● TASK INSTRUCTIONS:
Transcribe, word for word, the line containing "Identify a point for each instance of the pink" and each line following it through the end of the listing below. Omit all other lines.

● SUPPLIED RECORDS:
## Start
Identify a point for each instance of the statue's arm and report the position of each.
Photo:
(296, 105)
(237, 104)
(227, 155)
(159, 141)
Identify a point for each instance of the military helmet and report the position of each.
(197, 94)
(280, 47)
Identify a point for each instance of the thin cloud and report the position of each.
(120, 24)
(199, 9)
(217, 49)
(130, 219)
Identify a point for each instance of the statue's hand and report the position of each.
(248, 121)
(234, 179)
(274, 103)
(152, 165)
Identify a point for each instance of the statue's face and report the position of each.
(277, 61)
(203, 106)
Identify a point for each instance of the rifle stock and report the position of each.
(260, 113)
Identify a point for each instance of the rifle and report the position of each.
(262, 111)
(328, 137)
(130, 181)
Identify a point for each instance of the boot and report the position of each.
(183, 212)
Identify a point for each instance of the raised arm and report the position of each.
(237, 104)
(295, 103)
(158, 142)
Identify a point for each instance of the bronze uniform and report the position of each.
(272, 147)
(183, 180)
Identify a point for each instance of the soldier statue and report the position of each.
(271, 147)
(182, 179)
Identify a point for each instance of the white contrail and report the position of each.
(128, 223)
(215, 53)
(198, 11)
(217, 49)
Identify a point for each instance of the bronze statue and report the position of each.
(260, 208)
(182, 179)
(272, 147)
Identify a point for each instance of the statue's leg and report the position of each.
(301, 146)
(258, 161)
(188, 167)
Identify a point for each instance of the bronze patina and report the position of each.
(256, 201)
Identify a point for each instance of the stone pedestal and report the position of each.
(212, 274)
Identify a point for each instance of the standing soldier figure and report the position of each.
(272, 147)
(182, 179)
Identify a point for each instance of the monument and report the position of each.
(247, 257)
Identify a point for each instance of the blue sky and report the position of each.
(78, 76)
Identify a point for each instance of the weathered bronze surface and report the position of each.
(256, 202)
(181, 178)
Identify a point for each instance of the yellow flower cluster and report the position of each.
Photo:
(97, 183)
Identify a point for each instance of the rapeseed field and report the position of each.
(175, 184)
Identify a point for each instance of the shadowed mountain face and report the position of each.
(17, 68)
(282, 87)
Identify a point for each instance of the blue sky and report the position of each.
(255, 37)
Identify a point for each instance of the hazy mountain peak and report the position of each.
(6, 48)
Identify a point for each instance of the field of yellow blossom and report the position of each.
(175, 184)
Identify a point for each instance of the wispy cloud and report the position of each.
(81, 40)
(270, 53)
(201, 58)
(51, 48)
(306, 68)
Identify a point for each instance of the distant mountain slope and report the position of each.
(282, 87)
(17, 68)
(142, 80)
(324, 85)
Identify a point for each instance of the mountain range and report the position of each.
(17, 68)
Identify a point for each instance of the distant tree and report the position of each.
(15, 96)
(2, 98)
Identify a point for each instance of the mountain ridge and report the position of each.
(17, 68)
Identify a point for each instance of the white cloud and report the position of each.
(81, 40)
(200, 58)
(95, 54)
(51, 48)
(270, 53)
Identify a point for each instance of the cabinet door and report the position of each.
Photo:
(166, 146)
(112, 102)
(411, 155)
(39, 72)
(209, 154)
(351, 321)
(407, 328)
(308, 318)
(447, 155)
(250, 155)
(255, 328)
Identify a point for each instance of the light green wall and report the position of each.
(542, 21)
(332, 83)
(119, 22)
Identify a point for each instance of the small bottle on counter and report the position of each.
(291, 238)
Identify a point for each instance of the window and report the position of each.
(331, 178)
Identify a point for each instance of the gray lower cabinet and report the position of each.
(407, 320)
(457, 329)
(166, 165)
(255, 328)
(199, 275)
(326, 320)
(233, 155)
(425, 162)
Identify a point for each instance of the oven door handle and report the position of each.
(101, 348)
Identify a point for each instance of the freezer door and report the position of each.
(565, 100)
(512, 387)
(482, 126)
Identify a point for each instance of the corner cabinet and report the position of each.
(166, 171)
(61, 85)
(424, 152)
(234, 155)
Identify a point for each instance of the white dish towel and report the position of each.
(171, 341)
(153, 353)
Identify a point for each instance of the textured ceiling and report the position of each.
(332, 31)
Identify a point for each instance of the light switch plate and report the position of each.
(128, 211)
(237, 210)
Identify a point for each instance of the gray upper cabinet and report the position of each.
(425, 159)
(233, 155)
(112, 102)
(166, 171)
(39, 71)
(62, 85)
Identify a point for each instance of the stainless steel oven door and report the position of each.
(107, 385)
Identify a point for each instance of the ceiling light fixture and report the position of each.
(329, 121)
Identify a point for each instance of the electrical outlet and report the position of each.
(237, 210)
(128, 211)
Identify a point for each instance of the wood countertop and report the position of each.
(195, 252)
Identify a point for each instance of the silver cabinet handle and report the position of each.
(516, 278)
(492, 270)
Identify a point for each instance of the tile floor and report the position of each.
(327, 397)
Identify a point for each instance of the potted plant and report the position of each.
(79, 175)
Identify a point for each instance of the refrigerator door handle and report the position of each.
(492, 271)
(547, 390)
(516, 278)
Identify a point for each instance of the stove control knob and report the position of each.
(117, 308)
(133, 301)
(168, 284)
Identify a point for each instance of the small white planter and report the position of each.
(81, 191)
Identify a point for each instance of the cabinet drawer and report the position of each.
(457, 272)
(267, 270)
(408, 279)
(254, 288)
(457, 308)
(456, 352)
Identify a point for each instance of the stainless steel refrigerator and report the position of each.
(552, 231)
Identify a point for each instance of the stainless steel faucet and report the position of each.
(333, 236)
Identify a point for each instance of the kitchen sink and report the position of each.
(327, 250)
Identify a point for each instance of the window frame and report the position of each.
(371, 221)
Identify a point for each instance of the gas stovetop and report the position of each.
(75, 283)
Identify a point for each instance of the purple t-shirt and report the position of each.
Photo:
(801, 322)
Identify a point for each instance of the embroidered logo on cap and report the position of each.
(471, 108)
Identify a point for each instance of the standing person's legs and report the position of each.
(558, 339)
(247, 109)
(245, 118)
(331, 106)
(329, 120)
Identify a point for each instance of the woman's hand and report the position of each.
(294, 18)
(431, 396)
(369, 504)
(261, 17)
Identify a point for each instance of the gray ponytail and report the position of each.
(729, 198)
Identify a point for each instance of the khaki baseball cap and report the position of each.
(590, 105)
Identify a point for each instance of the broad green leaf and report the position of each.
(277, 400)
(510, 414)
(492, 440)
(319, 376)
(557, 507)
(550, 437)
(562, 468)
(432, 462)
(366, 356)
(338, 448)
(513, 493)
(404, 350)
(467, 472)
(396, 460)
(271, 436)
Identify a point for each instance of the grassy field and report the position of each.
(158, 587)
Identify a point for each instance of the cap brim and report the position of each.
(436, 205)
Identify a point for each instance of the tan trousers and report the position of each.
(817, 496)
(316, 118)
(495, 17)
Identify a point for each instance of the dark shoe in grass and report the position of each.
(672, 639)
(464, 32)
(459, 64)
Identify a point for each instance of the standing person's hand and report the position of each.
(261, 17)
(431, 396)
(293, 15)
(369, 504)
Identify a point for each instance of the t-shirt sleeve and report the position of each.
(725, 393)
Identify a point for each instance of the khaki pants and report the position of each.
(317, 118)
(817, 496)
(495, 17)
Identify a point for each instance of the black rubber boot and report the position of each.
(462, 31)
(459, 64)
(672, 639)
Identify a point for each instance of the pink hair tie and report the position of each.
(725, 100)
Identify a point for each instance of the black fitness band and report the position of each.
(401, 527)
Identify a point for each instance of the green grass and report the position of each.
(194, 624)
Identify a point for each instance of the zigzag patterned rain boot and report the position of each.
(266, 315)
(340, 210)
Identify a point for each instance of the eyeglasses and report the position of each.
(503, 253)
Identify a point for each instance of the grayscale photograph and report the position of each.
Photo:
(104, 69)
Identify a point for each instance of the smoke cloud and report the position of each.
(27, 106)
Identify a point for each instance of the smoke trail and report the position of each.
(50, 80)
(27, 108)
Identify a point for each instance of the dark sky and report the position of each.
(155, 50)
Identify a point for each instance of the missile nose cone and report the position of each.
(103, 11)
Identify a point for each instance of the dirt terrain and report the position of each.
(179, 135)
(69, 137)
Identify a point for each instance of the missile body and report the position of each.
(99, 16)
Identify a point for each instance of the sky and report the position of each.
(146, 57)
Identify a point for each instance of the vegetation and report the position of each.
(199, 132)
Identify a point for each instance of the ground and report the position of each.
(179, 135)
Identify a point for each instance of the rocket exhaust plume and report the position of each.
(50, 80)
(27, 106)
## End
● ANSWER:
Identify a point for each instance of the pink hair tie and report the position of each.
(725, 100)
Identify a point for each instance of the black fitness band and report the position of each.
(401, 527)
Identify a point for each instance of the green grass and report the position of each.
(194, 624)
Identify a point for each instance of the zigzag patterned rain boot and report the position of each.
(266, 315)
(340, 210)
Identify a point for each instance of the eyeglasses and report the position of each.
(503, 253)
Identify a point for each instance of the grayscale photograph and report the position of each.
Photo:
(104, 69)
Identify a point for each instance of the smoke cloud and report the position of each.
(27, 106)
Identify a point for each instance of the smoke trail and report the position of each.
(50, 80)
(27, 108)
Identify a point for each instance of the dark sky and report the position of each.
(155, 50)
Identify a point for each instance of the missile nose cone and report the position of each.
(103, 11)
Identify a point for each instance of the dirt terrain and report the position of each.
(179, 135)
(69, 137)
Identify a point for each instance of the missile body and report the position of each.
(99, 16)
Identify a point for each instance of the sky and report the position of each.
(146, 57)
Identify a point for each instance of the vegetation and report the position of each.
(199, 132)
Identify a point for each instance of the ground and report the position of each.
(179, 135)
Identify a point for each instance of the rocket exhaust plume and report the position of each.
(50, 80)
(27, 106)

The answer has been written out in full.